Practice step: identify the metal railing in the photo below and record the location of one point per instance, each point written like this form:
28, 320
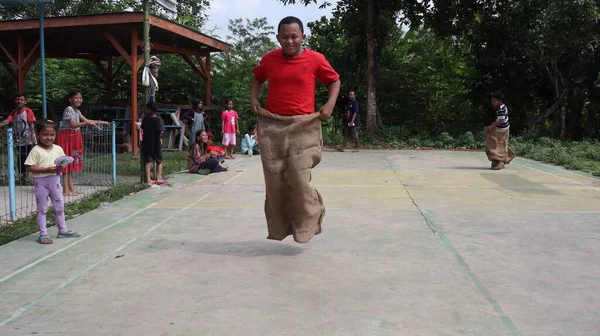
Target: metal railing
99, 171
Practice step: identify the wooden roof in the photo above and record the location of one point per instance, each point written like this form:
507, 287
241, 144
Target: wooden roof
88, 36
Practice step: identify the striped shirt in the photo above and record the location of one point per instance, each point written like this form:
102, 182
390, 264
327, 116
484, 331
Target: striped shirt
502, 116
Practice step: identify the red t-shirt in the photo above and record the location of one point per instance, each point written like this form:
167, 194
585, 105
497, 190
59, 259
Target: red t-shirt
293, 81
230, 119
29, 115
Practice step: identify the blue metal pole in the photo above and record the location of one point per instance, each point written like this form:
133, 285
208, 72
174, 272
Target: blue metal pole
========
_Your task_. Rewrite the stretch from the line that contains "Practice step: identify the blue" through the end of the rows, changing "pole" to "post" and leaving everything else the same.

_Exercise response_.
Practice step: identify the blue metal post in the photo above and record the location of one point per instance, each point written like this form:
133, 285
208, 72
174, 272
Target: blue metal post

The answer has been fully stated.